● **DATA**:

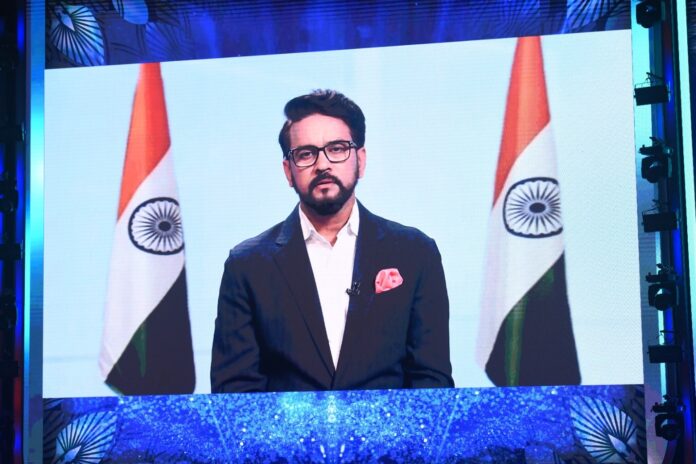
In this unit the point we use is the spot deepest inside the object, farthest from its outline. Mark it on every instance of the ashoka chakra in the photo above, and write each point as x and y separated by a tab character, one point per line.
532	208
155	227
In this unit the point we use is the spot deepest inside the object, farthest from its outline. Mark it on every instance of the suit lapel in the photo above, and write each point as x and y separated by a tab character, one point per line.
293	261
367	250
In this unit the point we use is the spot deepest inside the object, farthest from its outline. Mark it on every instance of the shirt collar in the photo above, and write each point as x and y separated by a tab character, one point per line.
351	227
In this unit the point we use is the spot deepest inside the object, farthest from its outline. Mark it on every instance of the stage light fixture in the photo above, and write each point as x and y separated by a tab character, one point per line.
659	221
8	311
649	12
660	354
669	419
653	90
662	291
656	163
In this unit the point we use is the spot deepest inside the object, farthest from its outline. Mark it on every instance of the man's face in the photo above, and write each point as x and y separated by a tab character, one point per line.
324	187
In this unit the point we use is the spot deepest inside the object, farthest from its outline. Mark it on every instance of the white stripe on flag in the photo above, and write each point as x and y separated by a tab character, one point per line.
137	280
514	264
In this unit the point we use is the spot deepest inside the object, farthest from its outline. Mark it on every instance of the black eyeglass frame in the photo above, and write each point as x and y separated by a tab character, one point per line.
290	154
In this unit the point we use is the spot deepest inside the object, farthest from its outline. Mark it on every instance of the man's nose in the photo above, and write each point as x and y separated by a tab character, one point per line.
323	162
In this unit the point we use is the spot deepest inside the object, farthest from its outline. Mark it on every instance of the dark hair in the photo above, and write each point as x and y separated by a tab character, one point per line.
328	103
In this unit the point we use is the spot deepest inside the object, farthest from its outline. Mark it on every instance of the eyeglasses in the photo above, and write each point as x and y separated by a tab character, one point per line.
336	152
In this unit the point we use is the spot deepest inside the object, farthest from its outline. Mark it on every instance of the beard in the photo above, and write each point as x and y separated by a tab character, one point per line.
326	206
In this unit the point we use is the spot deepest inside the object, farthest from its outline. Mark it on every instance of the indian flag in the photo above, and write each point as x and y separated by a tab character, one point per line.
146	344
525	330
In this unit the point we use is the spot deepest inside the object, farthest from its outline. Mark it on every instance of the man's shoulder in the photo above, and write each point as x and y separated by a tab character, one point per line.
257	246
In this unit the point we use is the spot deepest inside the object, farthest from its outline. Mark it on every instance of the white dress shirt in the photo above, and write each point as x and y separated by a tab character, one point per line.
332	267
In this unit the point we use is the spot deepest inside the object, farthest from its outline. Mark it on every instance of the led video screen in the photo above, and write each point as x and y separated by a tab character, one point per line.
436	119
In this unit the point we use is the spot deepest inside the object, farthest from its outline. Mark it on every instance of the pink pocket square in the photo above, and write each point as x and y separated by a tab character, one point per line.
387	279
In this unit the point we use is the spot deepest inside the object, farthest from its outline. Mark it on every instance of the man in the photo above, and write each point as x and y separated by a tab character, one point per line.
334	297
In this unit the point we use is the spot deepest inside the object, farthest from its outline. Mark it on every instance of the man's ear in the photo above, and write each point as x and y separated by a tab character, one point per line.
362	161
288	173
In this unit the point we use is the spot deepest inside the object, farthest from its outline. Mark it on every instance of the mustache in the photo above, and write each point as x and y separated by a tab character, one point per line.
322	177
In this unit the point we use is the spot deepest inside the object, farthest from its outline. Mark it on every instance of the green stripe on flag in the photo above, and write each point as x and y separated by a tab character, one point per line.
514	326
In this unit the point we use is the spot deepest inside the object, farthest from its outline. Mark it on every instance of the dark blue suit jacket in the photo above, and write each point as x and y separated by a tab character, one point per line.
269	331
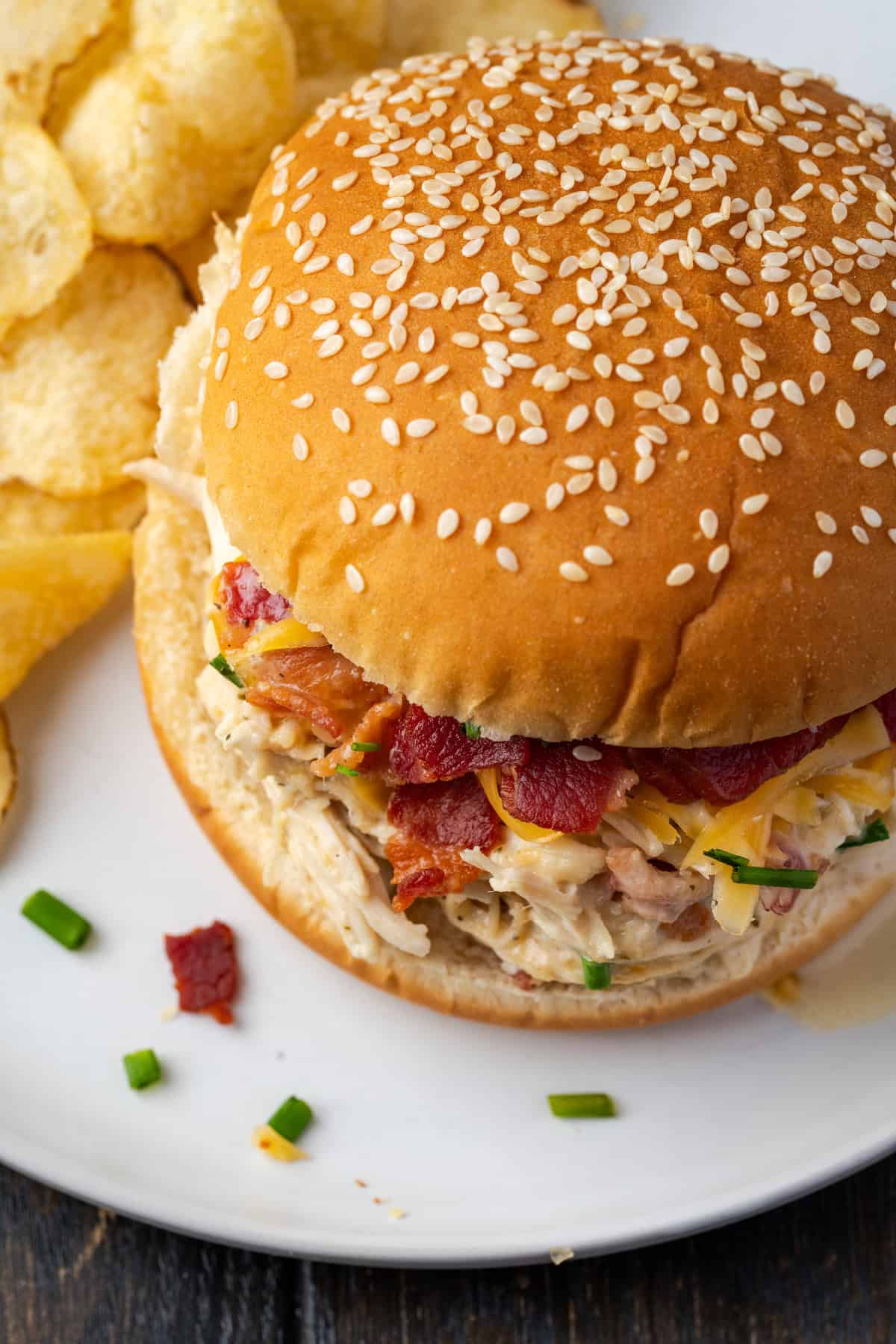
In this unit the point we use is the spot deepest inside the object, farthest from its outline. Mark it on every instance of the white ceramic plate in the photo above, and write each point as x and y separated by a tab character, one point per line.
444	1119
447	1120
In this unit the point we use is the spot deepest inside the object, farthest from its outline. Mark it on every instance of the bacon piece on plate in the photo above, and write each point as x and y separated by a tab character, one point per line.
205	965
726	774
433	824
428	747
314	683
243	598
563	791
886	705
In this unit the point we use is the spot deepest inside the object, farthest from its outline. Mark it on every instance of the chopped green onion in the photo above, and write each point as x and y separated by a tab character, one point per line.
143	1068
735	860
290	1119
597	974
582	1105
874	833
57	918
220	665
775	877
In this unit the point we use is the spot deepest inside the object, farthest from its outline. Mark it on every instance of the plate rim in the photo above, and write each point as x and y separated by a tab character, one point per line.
371	1250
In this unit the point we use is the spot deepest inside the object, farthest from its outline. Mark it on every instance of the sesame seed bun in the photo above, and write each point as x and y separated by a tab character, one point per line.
458	974
556	386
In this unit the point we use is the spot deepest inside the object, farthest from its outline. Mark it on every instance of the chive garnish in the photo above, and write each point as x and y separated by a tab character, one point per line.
220	665
290	1119
750	877
143	1068
57	918
874	833
597	974
582	1105
735	860
746	875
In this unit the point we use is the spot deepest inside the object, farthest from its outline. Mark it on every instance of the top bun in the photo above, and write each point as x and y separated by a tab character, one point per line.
556	386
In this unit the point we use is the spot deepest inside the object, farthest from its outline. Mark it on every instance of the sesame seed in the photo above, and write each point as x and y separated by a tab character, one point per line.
355	578
845	414
390	432
719	559
680	574
448	523
709	522
754	504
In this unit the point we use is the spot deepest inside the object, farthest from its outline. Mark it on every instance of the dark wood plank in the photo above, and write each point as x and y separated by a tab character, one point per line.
818	1270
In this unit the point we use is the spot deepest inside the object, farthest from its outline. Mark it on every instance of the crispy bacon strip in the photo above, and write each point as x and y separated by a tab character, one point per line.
245	603
726	774
314	683
561	792
205	965
429	747
433	824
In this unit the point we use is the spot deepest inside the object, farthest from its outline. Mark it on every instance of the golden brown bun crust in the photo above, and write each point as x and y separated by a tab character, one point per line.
615	650
458	974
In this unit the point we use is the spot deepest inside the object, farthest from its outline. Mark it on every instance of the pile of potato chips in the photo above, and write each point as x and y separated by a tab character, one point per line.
125	128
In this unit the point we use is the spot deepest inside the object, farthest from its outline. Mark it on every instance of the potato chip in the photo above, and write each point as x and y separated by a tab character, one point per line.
190	255
49	586
180	119
45	223
78	382
28	512
40	35
334	45
8	773
414	27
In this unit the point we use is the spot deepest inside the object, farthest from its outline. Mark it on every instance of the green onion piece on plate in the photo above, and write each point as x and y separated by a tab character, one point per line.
746	875
143	1068
582	1105
220	665
597	974
874	833
734	860
290	1119
57	918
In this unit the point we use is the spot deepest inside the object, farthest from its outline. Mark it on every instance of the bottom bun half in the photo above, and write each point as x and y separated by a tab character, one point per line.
460	974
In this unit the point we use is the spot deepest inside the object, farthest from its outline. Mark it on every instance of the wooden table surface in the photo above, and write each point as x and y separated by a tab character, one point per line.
822	1269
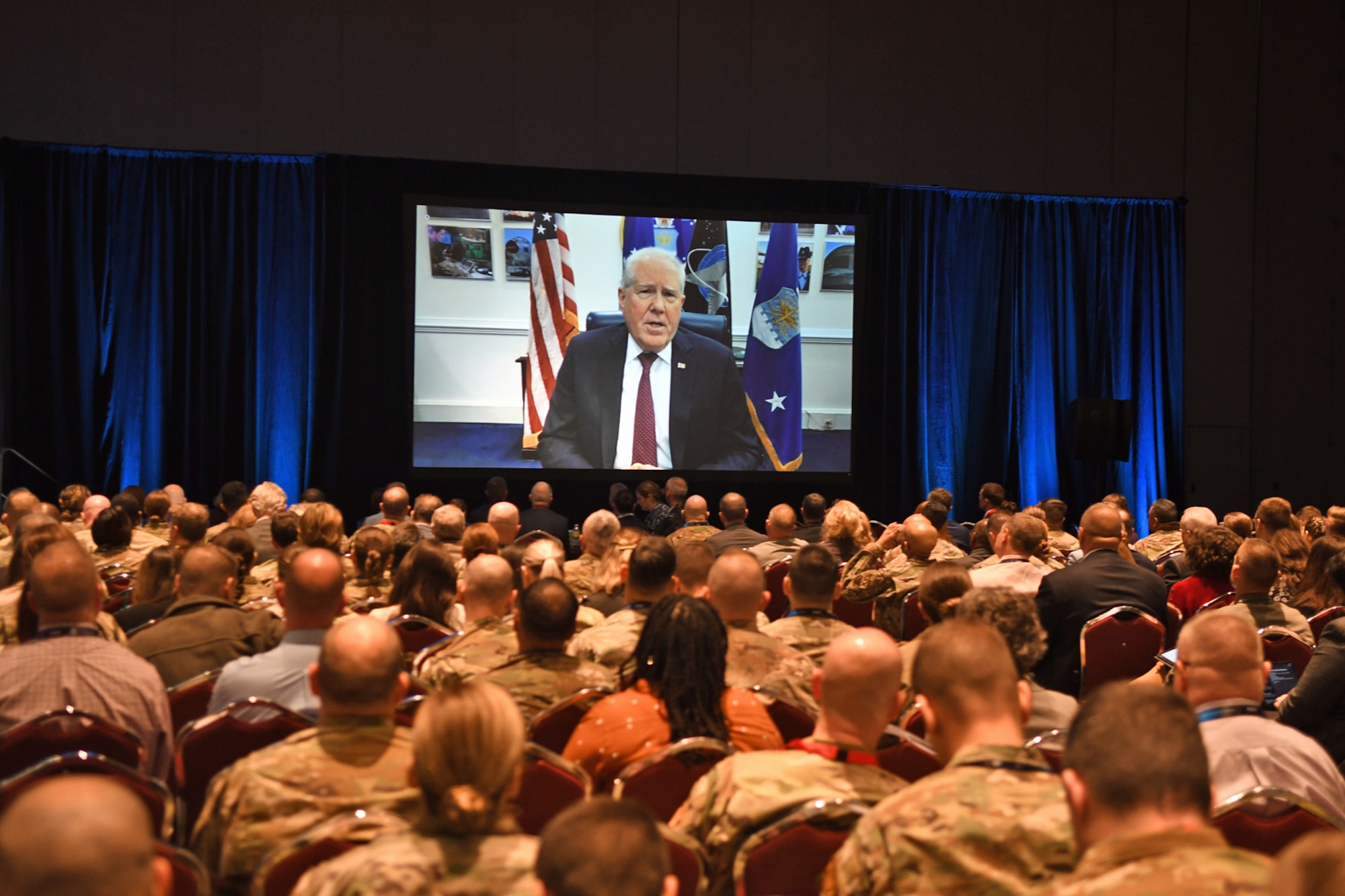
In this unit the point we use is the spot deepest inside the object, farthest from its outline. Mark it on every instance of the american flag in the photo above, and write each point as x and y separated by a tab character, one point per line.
556	318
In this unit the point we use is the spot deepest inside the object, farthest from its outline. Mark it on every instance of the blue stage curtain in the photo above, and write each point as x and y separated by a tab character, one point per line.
161	307
999	311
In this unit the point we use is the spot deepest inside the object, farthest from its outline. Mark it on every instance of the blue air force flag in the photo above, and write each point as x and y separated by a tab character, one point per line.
773	368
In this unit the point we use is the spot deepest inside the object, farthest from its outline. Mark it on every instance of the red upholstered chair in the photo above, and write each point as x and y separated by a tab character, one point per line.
775	575
210	744
67	731
1175	623
189	874
284	865
790	854
1284	646
153	791
664	780
190	700
1118	645
907	755
552	727
914	619
549	784
1266	819
1320	622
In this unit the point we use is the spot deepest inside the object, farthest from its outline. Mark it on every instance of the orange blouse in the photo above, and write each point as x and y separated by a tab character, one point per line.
634	724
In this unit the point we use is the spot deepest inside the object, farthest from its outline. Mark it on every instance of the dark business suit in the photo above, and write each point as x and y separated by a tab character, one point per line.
709	425
1071	596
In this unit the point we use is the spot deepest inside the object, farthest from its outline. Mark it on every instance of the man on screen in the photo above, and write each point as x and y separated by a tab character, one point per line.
649	395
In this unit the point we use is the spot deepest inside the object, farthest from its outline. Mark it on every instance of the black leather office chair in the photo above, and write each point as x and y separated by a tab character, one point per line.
711	326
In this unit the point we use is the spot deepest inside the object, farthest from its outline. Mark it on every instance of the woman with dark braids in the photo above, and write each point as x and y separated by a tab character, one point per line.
676	690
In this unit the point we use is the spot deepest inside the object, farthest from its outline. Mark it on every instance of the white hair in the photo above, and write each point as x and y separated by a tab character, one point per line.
653	253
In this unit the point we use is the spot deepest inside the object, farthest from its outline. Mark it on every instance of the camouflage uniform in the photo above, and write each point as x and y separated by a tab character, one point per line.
278	792
486	645
540	678
868	579
965	829
1157	542
614	642
1194	862
692	532
757	659
810	633
420	865
748	791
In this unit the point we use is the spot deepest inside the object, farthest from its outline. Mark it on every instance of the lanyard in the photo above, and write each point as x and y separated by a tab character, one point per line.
833	752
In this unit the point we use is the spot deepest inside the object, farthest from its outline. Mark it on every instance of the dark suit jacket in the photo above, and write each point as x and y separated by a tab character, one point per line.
548	521
709	427
1070	598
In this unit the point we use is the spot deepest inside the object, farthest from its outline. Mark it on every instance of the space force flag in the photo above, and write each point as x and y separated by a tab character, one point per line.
773	368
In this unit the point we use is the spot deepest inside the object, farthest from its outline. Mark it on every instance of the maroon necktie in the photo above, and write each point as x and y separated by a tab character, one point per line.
645	446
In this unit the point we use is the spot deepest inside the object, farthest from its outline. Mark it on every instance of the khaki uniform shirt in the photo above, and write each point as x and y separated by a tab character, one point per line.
278	792
868	579
757	659
420	865
809	633
486	645
1192	862
613	642
540	678
747	791
974	826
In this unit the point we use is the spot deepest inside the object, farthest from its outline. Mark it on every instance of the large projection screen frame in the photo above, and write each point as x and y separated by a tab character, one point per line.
415	233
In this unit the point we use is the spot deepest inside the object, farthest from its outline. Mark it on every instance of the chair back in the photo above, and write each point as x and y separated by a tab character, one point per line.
914	619
190	700
67	731
775	575
549	784
1284	646
907	756
664	780
210	744
552	727
1266	819
151	791
1118	645
790	854
1320	622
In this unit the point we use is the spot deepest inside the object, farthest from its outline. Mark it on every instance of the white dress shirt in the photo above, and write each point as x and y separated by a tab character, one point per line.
661	386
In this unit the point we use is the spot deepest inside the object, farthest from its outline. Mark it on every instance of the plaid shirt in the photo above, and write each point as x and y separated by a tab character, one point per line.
95	676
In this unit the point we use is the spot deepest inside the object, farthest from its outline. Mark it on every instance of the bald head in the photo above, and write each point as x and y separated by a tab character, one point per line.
360	669
64	584
504	520
1101	528
781	522
919	537
80	836
738	585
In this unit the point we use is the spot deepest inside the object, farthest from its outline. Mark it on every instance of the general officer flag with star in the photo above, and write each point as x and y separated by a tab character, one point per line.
773	368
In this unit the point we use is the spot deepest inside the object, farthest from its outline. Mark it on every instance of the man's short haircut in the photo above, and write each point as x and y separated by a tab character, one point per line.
426	507
547	610
284	529
1139	747
693	564
1258	564
814	575
966	669
935	512
653	564
603	848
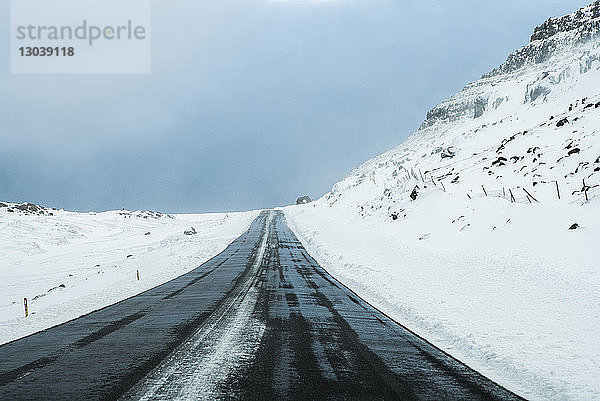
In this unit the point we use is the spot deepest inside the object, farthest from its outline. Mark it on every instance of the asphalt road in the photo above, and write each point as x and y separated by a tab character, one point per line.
262	320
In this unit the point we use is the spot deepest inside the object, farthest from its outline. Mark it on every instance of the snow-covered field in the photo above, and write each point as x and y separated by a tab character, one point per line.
69	264
483	262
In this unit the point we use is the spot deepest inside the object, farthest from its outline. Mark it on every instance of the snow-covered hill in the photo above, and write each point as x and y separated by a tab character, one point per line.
68	264
480	231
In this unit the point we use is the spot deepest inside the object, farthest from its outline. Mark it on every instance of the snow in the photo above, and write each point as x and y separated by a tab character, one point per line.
96	257
502	285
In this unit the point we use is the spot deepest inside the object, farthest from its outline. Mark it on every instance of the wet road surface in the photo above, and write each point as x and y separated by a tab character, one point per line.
262	320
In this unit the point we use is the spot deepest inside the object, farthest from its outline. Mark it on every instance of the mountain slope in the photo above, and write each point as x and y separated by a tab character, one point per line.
459	232
68	264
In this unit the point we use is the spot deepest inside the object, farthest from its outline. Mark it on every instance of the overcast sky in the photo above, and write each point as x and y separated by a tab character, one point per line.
250	103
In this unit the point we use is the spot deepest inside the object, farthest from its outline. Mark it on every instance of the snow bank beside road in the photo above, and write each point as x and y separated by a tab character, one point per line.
460	234
522	312
70	264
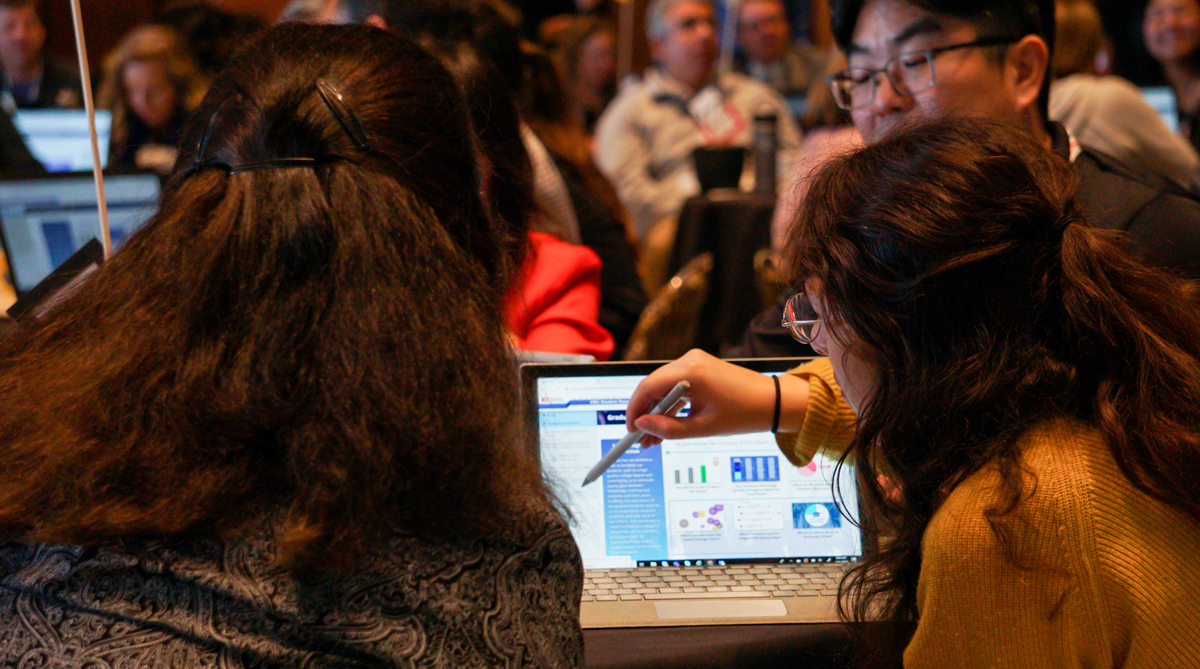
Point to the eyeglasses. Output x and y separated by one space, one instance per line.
801 319
910 73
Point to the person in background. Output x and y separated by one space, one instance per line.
1171 30
213 35
646 137
280 428
313 11
553 303
1020 397
150 84
989 59
30 79
767 53
604 225
585 53
1107 113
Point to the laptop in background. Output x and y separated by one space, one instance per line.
59 138
1162 98
700 531
47 218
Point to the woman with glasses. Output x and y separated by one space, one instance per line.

● **THE TASK**: Your task is to retype, exactly and only, the lines from the one with "Point to the eyeglasses." through the final line above.

● **EXERCISE RESPONSE**:
Point to the eyeglasses. Output x and y separated by one space, one instance per line.
801 319
910 73
Point to the person in background. Output x and y separated by one space, one instance per line.
1171 30
213 35
646 137
280 428
313 11
553 303
1020 397
150 84
989 59
30 79
767 53
604 225
585 53
1107 113
Point to the laptop in background. Output x and y separated by one space, one instance per line.
59 138
1162 98
700 531
47 218
Point to the woman with glasses. Output x and y separated by one space, one instance per line.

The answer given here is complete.